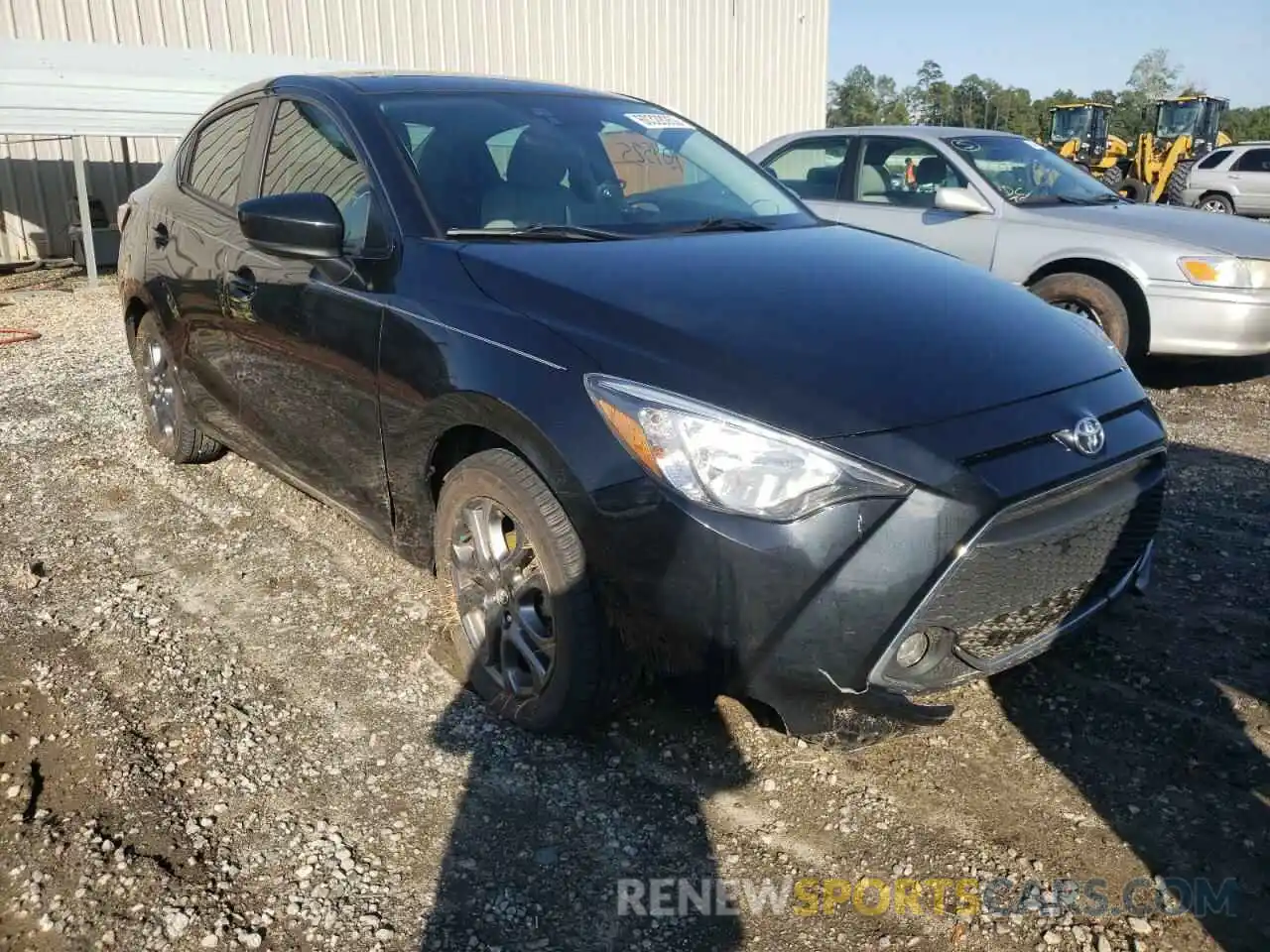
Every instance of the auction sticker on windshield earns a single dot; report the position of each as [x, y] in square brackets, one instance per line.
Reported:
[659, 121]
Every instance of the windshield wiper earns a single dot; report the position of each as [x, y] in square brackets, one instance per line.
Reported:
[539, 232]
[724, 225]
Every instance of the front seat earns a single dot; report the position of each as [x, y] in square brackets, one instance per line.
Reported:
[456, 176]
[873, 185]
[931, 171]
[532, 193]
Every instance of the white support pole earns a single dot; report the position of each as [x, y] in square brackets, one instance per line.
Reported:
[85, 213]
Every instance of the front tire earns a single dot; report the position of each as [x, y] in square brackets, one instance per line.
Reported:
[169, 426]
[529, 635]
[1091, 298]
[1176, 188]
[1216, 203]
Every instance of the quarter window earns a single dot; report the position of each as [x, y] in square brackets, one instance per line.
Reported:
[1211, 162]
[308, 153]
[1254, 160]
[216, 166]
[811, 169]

> [WHAT YOU HAVE TO DO] The records above are to be repeated exactly, with every picture removed from the copy.

> [COMPLETED EXERCISE]
Every instance of the auction sticker on windshield earns a single dot; report the position of each as [x, y] in square brackets, one instance per line.
Reported:
[659, 121]
Every instance of the windshield wiper earns a single dot; report the position of each as [x, y] in square brackets, one instance per line.
Reported:
[539, 232]
[724, 225]
Every instance of the front seat earns a single dot; report the position of each as [x, y] in square brackets, one instance per line.
Reported:
[456, 176]
[873, 185]
[931, 171]
[532, 193]
Every instance of the white support pole earns a single dot; report the position of each as [x, y] in square brackets, one instance per line.
Reported:
[85, 213]
Every instance of the front tire earns a single dot; report the position of each as [x, y] in square brackets, one instance per line.
Reported:
[169, 426]
[529, 635]
[1091, 298]
[1176, 188]
[1216, 203]
Every instance of the quarter window earns a single dot; report the position of each as [x, y] in square brackets, one instance per line.
Reported:
[1211, 162]
[308, 153]
[1254, 160]
[216, 166]
[811, 169]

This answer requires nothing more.